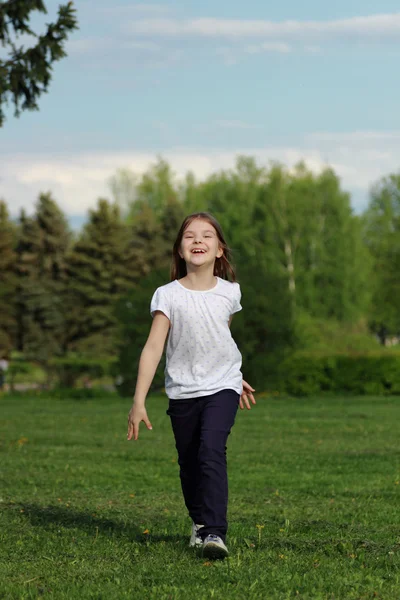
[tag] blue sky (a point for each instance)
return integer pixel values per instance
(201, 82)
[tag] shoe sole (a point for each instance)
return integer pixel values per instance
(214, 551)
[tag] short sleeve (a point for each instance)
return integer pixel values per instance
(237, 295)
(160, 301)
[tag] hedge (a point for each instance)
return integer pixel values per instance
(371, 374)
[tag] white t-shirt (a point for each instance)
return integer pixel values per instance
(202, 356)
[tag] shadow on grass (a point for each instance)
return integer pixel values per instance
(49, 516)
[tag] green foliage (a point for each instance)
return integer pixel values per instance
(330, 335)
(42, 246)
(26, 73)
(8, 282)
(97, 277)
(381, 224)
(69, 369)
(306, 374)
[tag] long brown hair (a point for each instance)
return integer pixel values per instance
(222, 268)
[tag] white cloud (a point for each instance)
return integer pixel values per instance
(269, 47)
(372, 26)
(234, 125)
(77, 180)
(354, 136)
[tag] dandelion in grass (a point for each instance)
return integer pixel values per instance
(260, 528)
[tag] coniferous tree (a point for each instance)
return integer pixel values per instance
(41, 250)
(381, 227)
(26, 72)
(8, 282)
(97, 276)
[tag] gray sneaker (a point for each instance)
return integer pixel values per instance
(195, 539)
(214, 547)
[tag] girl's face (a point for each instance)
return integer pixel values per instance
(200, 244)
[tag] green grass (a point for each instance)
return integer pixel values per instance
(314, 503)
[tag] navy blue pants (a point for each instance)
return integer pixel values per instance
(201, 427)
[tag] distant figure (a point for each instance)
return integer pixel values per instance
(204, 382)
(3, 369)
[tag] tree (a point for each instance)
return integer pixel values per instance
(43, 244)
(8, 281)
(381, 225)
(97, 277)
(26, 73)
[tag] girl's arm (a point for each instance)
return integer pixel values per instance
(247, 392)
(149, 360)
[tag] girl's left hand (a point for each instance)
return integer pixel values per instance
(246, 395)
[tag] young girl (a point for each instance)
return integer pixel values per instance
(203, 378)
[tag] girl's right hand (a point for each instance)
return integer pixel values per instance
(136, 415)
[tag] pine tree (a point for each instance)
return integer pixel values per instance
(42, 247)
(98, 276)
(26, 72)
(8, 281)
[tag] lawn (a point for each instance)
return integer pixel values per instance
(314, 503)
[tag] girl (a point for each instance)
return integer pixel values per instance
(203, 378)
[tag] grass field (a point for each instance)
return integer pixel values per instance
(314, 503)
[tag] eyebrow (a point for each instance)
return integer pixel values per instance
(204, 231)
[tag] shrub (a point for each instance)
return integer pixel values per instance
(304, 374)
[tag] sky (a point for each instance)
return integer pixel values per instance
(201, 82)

--------------------------------------------------

**REQUIREMENT**
Could you return exactly the stretch of the data above that starts at the line with "[tag] green foliage" and ends at the line with "[tag] girl (a point for each instance)", both lines included?

**SOLUTION TO THE EXERCISE**
[tag] green foliage (a point for each instance)
return integer pixel values per instance
(330, 335)
(42, 246)
(26, 73)
(8, 282)
(97, 277)
(381, 224)
(69, 369)
(306, 374)
[tag] long brown hair (a point for each instance)
return integer pixel values per instance
(222, 268)
[tag] white cloud (a point for each instance)
return integer pixel values per instance
(269, 47)
(372, 26)
(234, 125)
(77, 180)
(354, 136)
[tag] dandelion in grass (a point for each instance)
return integer pixel values per instance
(260, 528)
[tag] coniferous tree (a point for each instance)
return integer pixel values per instance
(41, 250)
(381, 227)
(26, 72)
(8, 282)
(97, 276)
[tag] gray sneaker (a point for each instance)
return integer pixel values per instance
(195, 539)
(214, 547)
[tag] girl's face (a point for each instance)
return integer pixel values per instance
(200, 244)
[tag] green grass (a point for each instance)
return integer pixel values per instance
(314, 503)
[tag] navy blue pants (a point for each instance)
return integer pixel values per instance
(201, 427)
[tag] distant figure (a point for each instance)
return integer pixel values per instance
(204, 382)
(3, 369)
[tag] tree (a point for each instance)
return integer pixel values per instance
(43, 244)
(8, 281)
(381, 225)
(97, 277)
(26, 73)
[tag] girl's arm (a point for each instance)
return integer pixel values per instance
(247, 392)
(149, 360)
[tag] girl's left hand (a point for each instance)
return integer pixel values per instance
(246, 395)
[tag] young girl (a point for each instance)
return integer pixel values per instance
(203, 378)
[tag] girl's right hand (a point for each instance)
return integer pixel values per instance
(136, 415)
[tag] pine tree (a point for each instance)
return integer pixel values per instance
(42, 247)
(98, 276)
(26, 72)
(8, 281)
[tag] lawn (a point for each instance)
return integer pixel values per instance
(314, 503)
[tag] girl (a point for each instance)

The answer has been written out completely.